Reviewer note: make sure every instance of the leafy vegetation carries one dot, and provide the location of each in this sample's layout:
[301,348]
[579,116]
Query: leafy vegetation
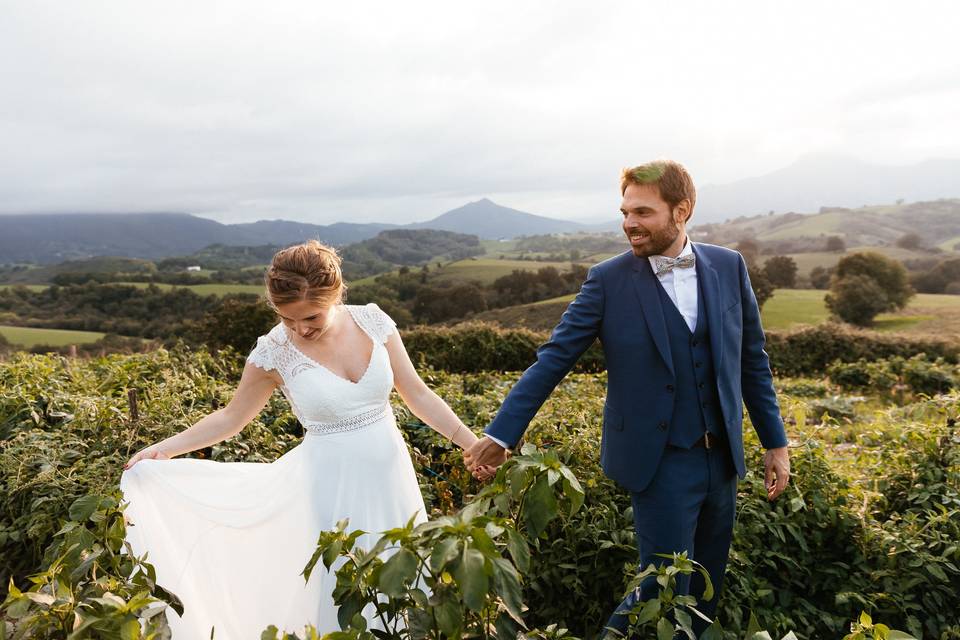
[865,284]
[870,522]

++++++++

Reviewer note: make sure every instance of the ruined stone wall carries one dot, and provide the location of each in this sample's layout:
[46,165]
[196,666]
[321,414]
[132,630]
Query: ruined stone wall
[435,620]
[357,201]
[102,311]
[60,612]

++++++++

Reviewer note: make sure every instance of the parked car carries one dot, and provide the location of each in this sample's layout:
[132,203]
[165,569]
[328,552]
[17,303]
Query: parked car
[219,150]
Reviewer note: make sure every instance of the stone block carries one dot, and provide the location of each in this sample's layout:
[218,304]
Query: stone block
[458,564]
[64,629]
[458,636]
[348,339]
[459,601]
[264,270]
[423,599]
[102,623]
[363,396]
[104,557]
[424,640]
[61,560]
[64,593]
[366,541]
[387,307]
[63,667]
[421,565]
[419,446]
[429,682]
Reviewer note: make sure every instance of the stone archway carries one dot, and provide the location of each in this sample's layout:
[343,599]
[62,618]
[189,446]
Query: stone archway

++++++++

**What you are asked to do**
Copy out in full every line in the data above that contains the word "archway".

**Problem solution**
Reviewer note: make sure every instance of the stone archway carries one dot, and provide the location of each in this sample's layout:
Query: stone archway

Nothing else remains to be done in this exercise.